=== Exercise ===
Reproduce the lines in the records below, starting at the line that contains "Diagnostic imaging module: highlight the white door" and ending at the line that contains "(101, 126), (109, 215)", with both of those lines included.

[start of The data]

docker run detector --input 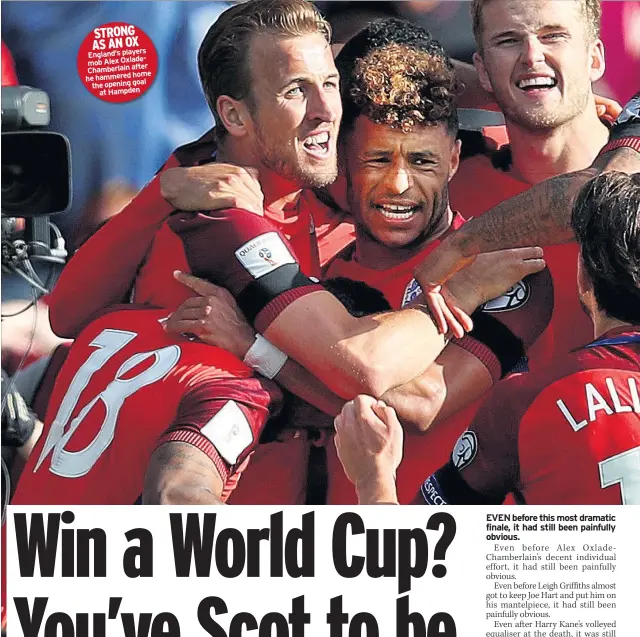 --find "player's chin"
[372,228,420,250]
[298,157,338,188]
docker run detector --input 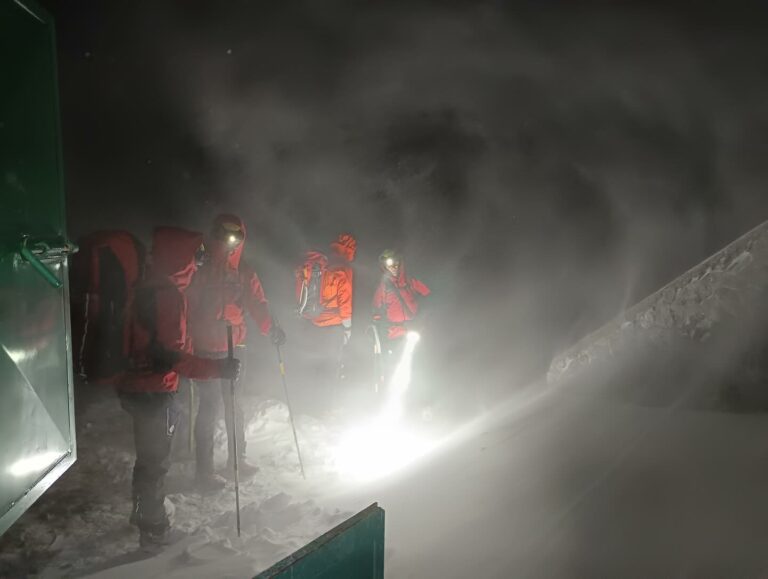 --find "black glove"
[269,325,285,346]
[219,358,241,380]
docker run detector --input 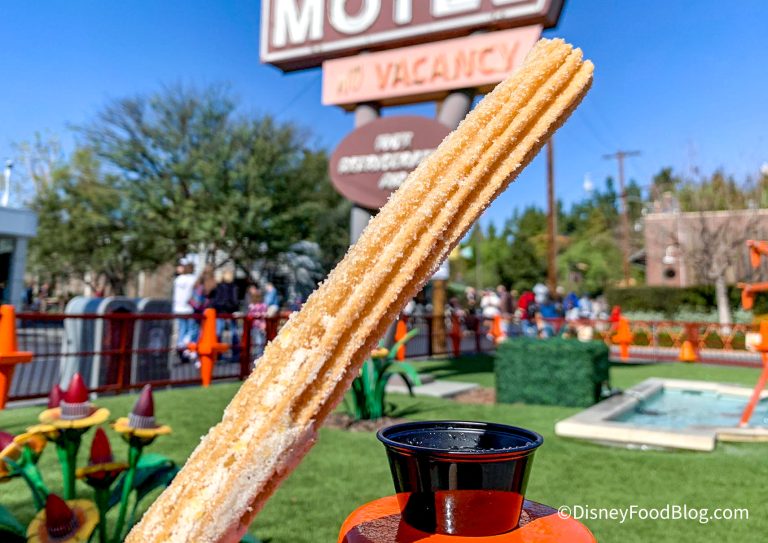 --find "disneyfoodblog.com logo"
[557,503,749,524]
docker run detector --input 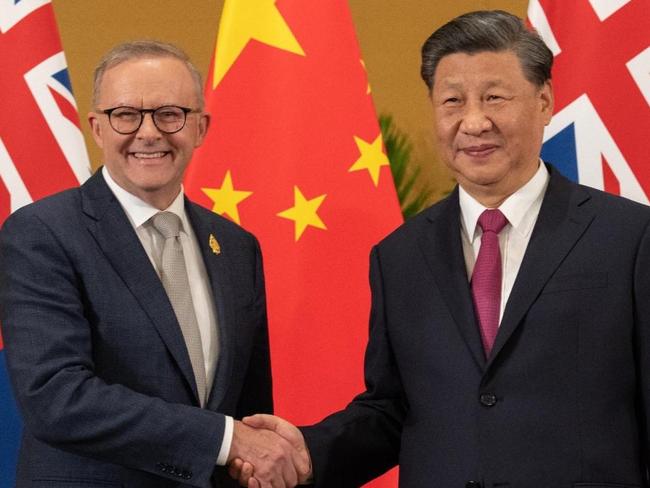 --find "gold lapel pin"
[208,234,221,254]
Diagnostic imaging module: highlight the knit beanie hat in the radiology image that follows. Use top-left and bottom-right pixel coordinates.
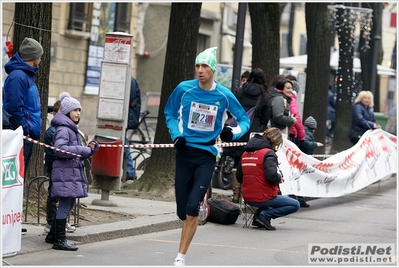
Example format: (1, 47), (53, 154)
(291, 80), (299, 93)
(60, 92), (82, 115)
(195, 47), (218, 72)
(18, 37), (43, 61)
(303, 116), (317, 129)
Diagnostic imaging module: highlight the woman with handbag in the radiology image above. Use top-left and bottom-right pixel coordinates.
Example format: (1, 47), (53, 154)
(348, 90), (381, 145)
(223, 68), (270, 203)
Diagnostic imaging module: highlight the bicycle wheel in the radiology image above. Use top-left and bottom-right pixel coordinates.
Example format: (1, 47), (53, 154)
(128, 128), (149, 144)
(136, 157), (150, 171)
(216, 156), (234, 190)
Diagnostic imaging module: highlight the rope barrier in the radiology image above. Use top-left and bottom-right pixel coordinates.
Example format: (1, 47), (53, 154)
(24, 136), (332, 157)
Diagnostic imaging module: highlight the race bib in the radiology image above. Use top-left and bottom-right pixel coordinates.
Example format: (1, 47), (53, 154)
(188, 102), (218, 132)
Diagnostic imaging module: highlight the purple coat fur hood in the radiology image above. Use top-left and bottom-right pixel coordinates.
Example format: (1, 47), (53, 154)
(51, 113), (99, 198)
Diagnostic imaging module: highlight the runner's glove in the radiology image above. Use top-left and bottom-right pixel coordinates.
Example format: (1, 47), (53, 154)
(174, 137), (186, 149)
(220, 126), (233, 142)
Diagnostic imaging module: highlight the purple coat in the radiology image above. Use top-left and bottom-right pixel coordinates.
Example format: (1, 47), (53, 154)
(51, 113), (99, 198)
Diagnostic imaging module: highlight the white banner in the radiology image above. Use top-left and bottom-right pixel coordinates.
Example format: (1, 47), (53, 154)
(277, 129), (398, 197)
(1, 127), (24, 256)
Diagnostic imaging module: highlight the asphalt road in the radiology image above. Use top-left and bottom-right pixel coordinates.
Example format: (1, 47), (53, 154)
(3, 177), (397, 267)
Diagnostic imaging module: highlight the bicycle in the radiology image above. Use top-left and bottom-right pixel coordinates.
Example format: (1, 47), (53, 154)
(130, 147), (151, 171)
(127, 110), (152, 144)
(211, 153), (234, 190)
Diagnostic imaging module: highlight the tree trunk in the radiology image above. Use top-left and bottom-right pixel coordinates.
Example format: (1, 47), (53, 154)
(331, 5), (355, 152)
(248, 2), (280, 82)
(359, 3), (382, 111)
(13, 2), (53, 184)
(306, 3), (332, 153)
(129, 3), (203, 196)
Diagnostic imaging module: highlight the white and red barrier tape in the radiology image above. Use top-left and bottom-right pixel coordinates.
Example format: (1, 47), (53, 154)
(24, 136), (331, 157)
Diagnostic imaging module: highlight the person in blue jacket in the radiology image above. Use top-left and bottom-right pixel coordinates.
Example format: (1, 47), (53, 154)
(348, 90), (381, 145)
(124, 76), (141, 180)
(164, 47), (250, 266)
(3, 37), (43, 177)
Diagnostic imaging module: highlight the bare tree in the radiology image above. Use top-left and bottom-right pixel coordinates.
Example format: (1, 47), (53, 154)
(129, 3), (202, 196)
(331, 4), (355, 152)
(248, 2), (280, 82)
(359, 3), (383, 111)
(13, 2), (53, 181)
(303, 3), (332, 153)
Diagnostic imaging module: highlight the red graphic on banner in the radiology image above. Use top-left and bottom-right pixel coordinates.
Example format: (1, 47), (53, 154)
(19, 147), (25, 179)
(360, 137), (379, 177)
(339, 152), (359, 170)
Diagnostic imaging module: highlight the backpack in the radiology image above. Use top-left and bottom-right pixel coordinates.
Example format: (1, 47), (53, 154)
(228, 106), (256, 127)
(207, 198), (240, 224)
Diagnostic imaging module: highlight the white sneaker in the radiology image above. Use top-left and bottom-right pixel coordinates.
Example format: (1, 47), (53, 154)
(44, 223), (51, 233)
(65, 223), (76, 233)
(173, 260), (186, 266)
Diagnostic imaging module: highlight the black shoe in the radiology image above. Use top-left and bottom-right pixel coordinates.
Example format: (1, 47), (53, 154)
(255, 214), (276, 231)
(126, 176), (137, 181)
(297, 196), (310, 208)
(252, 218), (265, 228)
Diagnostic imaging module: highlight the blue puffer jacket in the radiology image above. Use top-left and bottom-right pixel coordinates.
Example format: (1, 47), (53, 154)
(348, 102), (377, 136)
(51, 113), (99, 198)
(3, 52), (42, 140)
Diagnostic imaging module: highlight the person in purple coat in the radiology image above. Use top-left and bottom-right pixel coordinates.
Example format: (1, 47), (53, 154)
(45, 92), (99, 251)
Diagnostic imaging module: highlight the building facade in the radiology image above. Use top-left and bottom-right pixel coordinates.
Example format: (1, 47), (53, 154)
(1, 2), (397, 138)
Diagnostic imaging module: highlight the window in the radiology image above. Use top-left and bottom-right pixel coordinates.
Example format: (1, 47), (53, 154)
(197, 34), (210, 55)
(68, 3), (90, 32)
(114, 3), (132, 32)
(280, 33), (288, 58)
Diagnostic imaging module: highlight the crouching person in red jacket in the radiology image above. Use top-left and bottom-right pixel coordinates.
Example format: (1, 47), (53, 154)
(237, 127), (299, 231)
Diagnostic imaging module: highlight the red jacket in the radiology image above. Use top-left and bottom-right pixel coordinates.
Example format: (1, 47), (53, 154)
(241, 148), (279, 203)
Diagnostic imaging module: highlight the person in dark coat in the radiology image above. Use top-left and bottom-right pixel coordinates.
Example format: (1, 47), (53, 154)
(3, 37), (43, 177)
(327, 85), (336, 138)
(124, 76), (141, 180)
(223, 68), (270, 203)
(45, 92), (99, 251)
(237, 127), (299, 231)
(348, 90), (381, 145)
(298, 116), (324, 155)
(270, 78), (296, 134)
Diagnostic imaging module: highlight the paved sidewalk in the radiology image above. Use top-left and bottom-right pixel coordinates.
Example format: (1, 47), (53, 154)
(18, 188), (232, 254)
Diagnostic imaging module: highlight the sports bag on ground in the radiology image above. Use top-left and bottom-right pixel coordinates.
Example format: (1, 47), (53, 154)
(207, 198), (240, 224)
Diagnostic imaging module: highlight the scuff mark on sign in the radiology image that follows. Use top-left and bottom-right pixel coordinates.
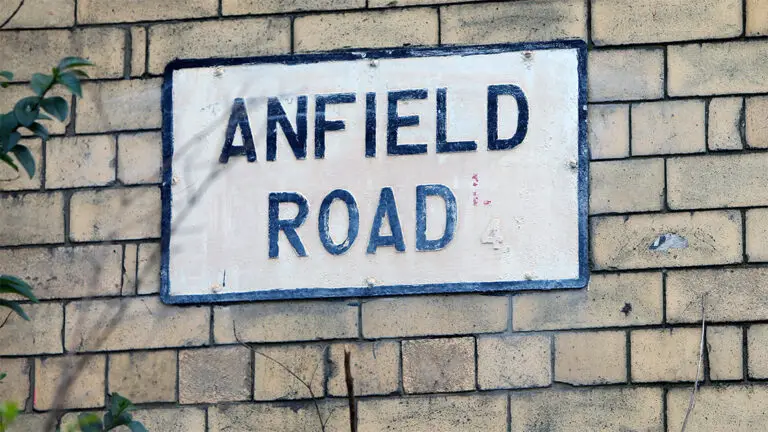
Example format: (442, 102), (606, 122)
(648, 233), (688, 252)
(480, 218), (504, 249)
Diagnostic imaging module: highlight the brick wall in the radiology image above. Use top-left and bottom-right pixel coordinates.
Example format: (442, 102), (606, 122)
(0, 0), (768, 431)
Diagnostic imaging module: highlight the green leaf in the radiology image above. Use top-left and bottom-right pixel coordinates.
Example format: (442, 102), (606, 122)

[end of The data]
[start of The data]

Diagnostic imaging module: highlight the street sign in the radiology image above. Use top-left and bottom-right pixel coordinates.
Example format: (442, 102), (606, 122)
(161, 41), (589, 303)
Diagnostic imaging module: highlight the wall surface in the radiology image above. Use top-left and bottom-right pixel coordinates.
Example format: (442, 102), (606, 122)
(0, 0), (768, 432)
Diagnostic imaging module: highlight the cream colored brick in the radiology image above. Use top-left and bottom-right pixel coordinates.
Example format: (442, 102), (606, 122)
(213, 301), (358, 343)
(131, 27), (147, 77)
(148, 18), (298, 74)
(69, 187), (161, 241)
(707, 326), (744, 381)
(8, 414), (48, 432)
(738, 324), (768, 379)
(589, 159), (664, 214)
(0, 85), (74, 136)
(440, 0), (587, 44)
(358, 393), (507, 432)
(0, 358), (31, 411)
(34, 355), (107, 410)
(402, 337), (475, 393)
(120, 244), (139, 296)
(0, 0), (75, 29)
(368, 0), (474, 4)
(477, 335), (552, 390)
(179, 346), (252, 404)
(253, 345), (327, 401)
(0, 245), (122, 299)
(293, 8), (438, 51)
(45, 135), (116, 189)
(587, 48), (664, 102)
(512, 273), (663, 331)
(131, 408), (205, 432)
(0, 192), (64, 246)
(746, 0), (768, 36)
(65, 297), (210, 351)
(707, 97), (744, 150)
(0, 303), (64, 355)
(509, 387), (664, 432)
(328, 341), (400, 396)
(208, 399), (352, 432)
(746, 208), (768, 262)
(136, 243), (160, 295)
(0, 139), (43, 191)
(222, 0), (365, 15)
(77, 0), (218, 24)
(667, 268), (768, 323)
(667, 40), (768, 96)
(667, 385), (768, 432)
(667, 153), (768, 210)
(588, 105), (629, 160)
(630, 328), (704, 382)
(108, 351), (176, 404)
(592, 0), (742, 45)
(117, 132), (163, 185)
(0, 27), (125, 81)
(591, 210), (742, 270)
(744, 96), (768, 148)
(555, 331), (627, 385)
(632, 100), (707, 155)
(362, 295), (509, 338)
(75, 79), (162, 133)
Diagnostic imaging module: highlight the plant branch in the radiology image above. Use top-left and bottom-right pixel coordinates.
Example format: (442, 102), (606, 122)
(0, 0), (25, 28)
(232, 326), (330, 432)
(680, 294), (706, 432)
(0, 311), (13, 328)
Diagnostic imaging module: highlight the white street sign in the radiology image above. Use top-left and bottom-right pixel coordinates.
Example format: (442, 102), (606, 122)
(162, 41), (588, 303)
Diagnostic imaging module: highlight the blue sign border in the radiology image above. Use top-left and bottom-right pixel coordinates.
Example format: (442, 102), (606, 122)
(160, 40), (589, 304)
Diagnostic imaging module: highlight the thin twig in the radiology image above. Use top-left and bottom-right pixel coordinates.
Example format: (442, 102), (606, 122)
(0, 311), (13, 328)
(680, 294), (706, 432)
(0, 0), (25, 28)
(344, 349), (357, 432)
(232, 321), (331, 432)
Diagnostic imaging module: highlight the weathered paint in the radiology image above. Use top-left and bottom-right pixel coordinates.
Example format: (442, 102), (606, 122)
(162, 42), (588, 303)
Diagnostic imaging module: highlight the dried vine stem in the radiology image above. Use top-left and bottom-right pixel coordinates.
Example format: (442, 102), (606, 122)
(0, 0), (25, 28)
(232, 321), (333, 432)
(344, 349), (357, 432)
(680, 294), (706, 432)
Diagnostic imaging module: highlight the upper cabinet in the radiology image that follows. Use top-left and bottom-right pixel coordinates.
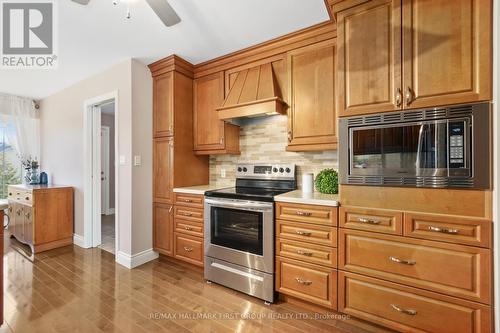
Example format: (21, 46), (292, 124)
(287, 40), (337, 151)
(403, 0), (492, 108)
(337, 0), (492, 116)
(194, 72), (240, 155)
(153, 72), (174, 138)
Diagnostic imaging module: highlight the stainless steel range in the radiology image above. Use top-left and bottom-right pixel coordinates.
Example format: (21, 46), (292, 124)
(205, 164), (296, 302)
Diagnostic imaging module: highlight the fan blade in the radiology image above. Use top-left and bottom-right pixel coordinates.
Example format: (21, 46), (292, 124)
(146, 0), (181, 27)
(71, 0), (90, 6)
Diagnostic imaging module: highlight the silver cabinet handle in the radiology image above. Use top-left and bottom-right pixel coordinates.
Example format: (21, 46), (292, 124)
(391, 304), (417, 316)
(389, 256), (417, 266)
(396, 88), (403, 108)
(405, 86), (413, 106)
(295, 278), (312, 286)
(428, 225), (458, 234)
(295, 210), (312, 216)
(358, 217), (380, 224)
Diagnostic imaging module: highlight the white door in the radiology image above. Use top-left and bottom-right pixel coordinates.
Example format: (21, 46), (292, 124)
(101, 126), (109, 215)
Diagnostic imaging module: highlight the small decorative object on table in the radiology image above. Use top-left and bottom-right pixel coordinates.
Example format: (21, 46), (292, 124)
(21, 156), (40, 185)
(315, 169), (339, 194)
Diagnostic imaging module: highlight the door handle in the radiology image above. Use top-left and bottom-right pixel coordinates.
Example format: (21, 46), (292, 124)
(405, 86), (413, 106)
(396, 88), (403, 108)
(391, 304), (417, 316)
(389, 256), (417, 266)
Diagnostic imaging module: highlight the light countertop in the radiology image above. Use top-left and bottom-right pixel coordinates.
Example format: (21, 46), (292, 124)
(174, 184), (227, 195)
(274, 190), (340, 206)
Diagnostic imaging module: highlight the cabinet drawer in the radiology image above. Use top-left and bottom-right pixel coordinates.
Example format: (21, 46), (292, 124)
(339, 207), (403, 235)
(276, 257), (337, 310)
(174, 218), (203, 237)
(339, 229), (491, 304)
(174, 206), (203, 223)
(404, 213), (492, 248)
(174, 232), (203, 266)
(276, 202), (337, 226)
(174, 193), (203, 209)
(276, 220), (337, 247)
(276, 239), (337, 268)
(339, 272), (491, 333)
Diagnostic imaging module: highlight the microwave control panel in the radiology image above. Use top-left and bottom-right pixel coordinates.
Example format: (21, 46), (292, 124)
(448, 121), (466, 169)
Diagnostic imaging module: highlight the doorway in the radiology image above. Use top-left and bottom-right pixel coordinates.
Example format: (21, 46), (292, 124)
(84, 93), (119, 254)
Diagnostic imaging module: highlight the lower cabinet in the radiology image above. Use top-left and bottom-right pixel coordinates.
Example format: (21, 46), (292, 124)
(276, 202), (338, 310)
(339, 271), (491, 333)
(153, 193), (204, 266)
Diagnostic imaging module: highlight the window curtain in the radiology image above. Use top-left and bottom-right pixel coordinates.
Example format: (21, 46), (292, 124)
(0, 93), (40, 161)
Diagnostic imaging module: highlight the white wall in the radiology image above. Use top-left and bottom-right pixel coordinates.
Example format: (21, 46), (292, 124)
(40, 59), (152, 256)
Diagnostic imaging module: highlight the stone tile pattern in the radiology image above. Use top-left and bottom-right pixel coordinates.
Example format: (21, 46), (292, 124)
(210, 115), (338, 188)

[end of The data]

=== Answer for the task ===
Diagnostic imaging module: highlight the white door in the radiology image above. Use top-left and bottom-right pixel coordinates.
Example format: (21, 46), (292, 124)
(101, 126), (109, 215)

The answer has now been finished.